• [SCHRIFTLICHE AUFGABE]: Geben Sie aus dem folgenden Material die Zeilen von der Zeile mit „of the steel“ bis einschließlich der Zeile mit „pixel 137 12“ als nummerierte Liste ohne Leerzeilen wieder. Lassen Sie die Bilder in Ihrer Antwort weg.

───── ZU VERWENDENDES MATERIAL

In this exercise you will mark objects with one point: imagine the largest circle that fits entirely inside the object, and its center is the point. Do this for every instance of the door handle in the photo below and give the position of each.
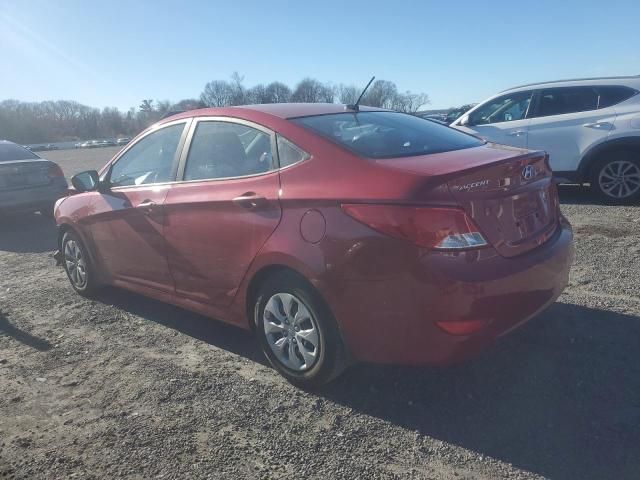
(597, 125)
(146, 206)
(250, 200)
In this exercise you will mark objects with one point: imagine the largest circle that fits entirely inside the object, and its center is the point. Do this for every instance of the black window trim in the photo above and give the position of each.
(106, 177)
(538, 96)
(280, 167)
(625, 87)
(182, 163)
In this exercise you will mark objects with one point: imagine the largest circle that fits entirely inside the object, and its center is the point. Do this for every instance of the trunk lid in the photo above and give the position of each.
(507, 192)
(20, 174)
(513, 202)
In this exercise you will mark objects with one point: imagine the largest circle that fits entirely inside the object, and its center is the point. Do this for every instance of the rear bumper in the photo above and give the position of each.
(393, 320)
(32, 198)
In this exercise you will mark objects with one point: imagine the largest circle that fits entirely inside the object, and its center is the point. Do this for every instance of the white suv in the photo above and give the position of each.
(589, 127)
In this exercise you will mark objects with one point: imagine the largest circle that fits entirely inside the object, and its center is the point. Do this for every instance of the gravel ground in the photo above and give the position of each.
(124, 386)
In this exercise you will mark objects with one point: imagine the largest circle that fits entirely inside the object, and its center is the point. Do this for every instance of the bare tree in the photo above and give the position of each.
(188, 104)
(238, 92)
(217, 93)
(409, 102)
(257, 94)
(310, 90)
(278, 92)
(146, 105)
(382, 93)
(348, 94)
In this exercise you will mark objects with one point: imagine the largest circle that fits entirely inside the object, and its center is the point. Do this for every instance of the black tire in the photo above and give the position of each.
(601, 173)
(86, 286)
(330, 358)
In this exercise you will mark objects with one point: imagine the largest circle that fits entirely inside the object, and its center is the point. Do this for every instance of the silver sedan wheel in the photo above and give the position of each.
(620, 179)
(75, 263)
(291, 331)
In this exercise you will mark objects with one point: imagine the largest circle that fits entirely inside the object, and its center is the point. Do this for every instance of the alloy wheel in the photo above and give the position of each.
(291, 332)
(620, 179)
(75, 263)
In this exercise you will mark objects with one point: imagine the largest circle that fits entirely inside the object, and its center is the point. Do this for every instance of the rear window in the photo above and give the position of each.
(611, 95)
(11, 151)
(387, 134)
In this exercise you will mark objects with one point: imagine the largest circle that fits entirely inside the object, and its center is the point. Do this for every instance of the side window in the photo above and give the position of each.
(150, 160)
(225, 149)
(608, 96)
(289, 153)
(559, 101)
(507, 108)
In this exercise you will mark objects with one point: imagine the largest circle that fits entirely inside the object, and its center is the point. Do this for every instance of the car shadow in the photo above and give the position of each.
(205, 329)
(27, 233)
(10, 330)
(559, 397)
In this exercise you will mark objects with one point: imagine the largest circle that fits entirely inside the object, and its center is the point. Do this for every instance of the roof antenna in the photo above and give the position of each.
(356, 106)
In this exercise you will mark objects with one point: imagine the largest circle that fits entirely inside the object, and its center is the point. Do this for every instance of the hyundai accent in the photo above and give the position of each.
(337, 234)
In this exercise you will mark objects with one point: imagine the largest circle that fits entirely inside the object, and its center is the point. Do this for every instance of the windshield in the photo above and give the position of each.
(11, 151)
(387, 134)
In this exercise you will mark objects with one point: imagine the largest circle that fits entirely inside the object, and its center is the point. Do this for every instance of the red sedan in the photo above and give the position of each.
(336, 234)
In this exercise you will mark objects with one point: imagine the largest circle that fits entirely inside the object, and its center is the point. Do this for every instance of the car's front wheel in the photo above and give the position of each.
(615, 177)
(297, 331)
(77, 264)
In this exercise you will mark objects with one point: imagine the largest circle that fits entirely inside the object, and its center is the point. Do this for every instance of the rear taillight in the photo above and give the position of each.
(431, 227)
(55, 171)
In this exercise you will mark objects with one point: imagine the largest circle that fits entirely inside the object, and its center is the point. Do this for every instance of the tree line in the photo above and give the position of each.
(66, 120)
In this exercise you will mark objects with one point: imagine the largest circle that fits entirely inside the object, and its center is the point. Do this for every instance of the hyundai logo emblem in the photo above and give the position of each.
(528, 172)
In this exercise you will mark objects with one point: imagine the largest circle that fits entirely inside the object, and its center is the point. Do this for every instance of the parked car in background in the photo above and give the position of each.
(335, 234)
(589, 127)
(28, 182)
(456, 113)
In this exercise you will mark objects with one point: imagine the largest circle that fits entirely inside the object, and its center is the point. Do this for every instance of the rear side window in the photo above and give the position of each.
(11, 151)
(387, 134)
(507, 108)
(227, 150)
(560, 101)
(150, 160)
(289, 153)
(608, 96)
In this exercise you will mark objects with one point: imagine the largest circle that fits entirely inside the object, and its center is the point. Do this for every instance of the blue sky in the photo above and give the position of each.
(115, 53)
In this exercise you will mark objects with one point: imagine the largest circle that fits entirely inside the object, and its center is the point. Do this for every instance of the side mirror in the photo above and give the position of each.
(86, 181)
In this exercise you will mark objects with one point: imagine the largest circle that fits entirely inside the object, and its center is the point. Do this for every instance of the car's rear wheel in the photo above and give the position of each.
(77, 264)
(297, 331)
(615, 177)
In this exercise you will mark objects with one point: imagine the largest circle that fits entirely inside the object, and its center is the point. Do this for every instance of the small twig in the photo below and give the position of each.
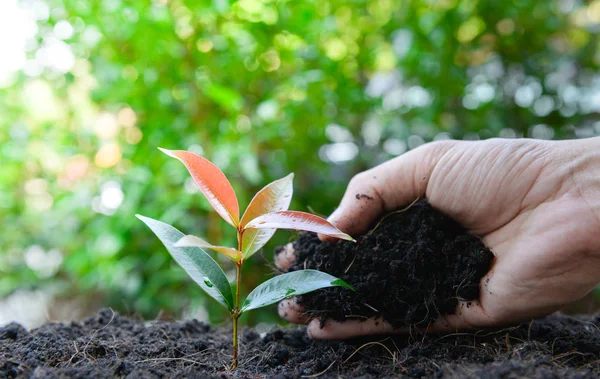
(320, 373)
(392, 213)
(370, 306)
(370, 344)
(350, 265)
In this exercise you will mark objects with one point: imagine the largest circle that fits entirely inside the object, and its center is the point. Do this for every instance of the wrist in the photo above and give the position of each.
(585, 156)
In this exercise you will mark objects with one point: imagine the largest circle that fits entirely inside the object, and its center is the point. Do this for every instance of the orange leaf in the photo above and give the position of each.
(298, 221)
(193, 241)
(274, 197)
(212, 182)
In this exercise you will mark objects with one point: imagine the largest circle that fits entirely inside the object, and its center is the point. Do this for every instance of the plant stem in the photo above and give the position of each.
(236, 312)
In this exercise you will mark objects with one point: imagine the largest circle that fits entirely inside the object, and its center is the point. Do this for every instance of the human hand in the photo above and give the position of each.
(536, 204)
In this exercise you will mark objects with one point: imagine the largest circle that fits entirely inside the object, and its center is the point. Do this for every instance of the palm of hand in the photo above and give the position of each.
(524, 198)
(525, 203)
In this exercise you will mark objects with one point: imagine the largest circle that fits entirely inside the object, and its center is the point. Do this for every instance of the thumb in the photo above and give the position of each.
(386, 187)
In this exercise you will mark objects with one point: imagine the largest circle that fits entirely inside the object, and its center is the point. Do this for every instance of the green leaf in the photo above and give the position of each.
(290, 284)
(195, 261)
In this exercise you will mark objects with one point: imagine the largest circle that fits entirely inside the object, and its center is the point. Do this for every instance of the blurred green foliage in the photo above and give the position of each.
(321, 88)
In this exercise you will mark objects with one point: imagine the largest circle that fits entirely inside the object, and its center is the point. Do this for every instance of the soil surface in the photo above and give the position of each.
(110, 345)
(412, 267)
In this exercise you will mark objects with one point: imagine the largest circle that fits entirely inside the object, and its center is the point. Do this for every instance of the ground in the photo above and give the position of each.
(418, 256)
(110, 345)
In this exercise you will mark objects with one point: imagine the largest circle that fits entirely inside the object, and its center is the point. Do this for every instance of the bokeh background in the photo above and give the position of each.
(323, 88)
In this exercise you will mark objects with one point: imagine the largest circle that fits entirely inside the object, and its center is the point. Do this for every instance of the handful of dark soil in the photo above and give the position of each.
(411, 268)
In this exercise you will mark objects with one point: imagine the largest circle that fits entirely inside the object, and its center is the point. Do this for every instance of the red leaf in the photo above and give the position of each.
(212, 182)
(274, 197)
(298, 221)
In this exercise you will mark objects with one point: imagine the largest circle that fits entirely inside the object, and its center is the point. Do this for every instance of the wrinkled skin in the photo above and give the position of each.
(536, 204)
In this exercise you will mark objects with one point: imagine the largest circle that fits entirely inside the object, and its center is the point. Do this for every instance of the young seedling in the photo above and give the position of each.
(267, 212)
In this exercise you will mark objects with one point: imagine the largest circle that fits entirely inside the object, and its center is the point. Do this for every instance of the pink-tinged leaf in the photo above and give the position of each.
(298, 221)
(212, 182)
(193, 241)
(274, 197)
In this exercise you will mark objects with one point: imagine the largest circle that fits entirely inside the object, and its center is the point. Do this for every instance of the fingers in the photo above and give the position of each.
(386, 187)
(291, 311)
(335, 330)
(285, 256)
(469, 316)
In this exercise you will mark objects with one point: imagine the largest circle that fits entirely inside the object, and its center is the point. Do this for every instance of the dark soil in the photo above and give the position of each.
(412, 267)
(110, 345)
(418, 256)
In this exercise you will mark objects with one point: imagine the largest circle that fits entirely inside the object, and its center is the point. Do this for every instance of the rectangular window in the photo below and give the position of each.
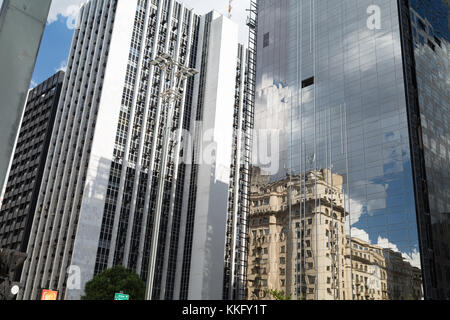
(307, 82)
(266, 40)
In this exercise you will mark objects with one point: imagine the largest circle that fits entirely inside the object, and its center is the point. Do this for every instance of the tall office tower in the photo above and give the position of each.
(356, 89)
(27, 168)
(22, 25)
(117, 182)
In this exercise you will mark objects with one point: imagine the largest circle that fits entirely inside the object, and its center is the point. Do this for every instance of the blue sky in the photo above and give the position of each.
(55, 45)
(54, 50)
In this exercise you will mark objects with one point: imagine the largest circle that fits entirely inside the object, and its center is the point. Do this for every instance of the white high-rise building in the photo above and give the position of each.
(148, 163)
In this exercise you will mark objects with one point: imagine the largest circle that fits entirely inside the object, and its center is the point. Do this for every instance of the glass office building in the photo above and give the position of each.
(349, 190)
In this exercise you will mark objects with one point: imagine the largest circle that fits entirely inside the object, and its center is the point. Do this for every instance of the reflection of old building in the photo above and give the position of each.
(308, 255)
(300, 253)
(366, 263)
(403, 280)
(372, 105)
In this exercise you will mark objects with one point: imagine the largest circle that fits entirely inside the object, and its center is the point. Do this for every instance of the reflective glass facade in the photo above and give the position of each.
(334, 211)
(426, 53)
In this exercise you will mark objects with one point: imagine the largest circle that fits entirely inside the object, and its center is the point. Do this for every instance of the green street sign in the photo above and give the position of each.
(121, 296)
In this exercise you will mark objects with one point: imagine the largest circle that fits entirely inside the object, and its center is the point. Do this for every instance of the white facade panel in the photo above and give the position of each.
(91, 214)
(207, 262)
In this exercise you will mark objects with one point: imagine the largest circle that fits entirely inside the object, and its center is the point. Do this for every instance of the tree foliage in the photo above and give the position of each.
(116, 280)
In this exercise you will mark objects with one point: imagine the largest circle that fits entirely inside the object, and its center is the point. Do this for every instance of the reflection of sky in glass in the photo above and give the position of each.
(357, 104)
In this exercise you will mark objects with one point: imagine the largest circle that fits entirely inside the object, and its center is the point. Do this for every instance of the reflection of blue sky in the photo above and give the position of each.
(380, 180)
(435, 11)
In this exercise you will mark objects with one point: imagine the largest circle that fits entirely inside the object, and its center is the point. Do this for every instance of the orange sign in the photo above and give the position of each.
(49, 295)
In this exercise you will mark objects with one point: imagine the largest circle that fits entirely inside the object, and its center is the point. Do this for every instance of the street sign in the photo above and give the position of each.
(121, 296)
(49, 295)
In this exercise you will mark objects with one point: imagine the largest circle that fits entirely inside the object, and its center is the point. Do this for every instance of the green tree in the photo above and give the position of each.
(116, 280)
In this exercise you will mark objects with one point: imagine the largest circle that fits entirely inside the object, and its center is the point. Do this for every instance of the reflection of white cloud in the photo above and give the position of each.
(360, 234)
(62, 66)
(413, 257)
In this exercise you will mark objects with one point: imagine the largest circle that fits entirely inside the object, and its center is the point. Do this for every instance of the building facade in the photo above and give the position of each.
(353, 88)
(27, 167)
(127, 159)
(21, 28)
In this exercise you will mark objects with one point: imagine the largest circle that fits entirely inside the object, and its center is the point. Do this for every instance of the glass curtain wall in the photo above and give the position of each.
(332, 198)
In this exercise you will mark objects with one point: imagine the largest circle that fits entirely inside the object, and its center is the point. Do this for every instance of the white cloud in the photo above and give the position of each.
(64, 8)
(239, 13)
(69, 9)
(33, 84)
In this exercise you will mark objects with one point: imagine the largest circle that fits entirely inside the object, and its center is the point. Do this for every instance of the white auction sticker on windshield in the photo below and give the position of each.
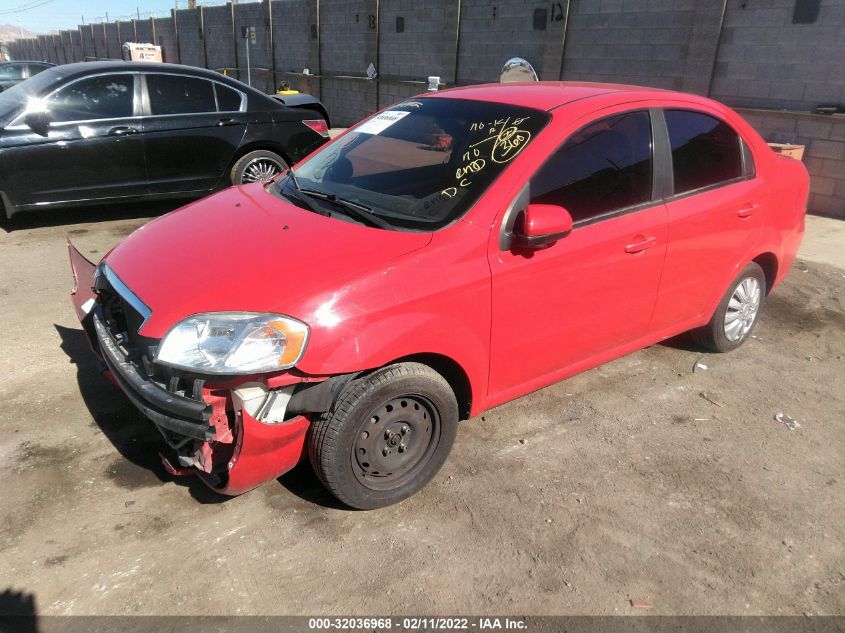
(381, 122)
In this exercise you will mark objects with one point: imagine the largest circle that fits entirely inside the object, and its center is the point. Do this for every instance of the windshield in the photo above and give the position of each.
(422, 163)
(13, 99)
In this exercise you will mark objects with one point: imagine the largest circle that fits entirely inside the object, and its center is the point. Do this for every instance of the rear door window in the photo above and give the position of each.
(228, 100)
(178, 94)
(705, 150)
(99, 97)
(604, 167)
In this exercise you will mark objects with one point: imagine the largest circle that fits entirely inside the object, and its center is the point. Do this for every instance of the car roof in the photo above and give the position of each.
(26, 61)
(548, 95)
(86, 68)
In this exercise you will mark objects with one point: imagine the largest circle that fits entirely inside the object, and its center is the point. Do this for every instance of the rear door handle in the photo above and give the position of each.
(746, 210)
(122, 130)
(639, 247)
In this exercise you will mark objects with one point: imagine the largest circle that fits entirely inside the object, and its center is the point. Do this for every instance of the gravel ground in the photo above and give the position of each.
(620, 485)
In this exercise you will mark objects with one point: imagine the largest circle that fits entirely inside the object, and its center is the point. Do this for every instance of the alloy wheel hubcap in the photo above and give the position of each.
(261, 170)
(395, 442)
(742, 309)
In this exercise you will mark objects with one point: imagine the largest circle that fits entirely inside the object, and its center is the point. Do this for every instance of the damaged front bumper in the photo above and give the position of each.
(234, 436)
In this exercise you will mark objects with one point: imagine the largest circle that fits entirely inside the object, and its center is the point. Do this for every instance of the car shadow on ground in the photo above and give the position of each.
(18, 611)
(139, 443)
(685, 343)
(85, 215)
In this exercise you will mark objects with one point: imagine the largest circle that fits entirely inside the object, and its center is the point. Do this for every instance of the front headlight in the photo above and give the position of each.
(234, 343)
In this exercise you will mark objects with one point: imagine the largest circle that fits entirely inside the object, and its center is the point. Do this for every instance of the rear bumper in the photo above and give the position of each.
(222, 443)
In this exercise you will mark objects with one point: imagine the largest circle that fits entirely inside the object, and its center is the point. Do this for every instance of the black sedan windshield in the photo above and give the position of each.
(14, 99)
(422, 163)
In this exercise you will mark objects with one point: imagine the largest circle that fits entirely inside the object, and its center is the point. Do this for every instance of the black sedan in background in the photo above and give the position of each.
(12, 73)
(106, 131)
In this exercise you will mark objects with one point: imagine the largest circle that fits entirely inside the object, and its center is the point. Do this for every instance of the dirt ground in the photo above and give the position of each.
(619, 485)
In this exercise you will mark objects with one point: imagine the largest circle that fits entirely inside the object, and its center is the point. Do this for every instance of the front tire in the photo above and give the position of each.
(386, 435)
(738, 312)
(257, 166)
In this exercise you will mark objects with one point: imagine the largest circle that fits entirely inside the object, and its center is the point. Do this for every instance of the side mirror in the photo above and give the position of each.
(541, 225)
(39, 122)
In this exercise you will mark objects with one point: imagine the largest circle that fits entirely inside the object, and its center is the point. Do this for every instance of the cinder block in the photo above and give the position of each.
(827, 149)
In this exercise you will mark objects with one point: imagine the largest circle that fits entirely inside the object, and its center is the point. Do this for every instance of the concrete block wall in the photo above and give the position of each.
(144, 30)
(218, 36)
(348, 39)
(166, 38)
(824, 137)
(191, 39)
(87, 36)
(491, 32)
(99, 35)
(255, 15)
(746, 53)
(113, 42)
(767, 61)
(416, 39)
(667, 44)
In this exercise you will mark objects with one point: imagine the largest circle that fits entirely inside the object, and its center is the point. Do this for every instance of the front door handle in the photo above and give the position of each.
(639, 247)
(122, 130)
(746, 210)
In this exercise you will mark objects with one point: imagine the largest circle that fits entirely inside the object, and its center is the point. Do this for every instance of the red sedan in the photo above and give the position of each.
(448, 254)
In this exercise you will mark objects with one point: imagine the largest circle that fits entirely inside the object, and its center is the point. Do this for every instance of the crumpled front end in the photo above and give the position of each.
(234, 434)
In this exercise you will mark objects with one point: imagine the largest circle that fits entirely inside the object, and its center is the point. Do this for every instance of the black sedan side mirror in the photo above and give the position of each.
(39, 122)
(541, 225)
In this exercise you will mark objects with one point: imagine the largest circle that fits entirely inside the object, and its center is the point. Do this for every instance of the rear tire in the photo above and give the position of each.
(257, 166)
(387, 434)
(737, 313)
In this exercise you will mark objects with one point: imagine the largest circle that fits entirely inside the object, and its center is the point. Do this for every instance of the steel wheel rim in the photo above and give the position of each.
(743, 307)
(395, 442)
(260, 170)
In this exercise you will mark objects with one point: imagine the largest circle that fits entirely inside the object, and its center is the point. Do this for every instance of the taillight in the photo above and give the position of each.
(318, 125)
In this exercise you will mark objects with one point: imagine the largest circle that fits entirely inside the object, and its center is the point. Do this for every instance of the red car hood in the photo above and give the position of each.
(244, 249)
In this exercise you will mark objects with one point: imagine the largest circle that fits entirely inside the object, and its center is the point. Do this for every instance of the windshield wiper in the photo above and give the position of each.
(316, 208)
(354, 209)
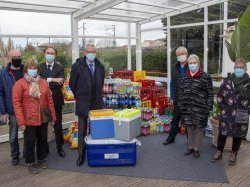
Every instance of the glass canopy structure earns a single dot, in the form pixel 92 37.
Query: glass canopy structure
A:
pixel 137 12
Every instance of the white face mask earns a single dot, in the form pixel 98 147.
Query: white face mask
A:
pixel 182 58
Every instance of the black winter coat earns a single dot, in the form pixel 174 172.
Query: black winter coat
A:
pixel 81 82
pixel 196 99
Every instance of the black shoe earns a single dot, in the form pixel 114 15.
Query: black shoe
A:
pixel 42 164
pixel 14 161
pixel 189 152
pixel 33 168
pixel 61 152
pixel 169 141
pixel 196 154
pixel 80 160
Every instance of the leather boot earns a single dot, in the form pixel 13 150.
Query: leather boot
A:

──────────

• [LÖSUNG ZUR ÜBUNG]:
1. In this exercise you will mark objects with one point: imagine the largest circle that fits entirely inside the object, and its center is the point. Do this for every instance of the steel wheel rim in the photo above and give the position of each.
2. (743, 307)
3. (395, 442)
4. (260, 170)
5. In this exercise you will mark objects with one point: imagine the largest circle that fits entirely inside the object, and its center is the point. Do this for every instance of the taillight in the photo above and give the position of each.
6. (318, 125)
7. In this exercise you will mark objects with one point: imagine the largest circle that fits entirely inside the object, and its center is the point. Do this for every instance of the red car hood in the photo above and give the position of each.
8. (244, 249)
9. In this exercise you will mark objects with one point: imagine the largest circle that fits entirely inside the object, and its center is the point. Do this for every instance of the windshield wiper in the photo above and give the position of each.
10. (316, 208)
11. (354, 209)
12. Every instance of the glass canopy structure earns a single dot, in the form pixel 92 37.
13. Query: glass canopy structure
14. A:
15. pixel 137 12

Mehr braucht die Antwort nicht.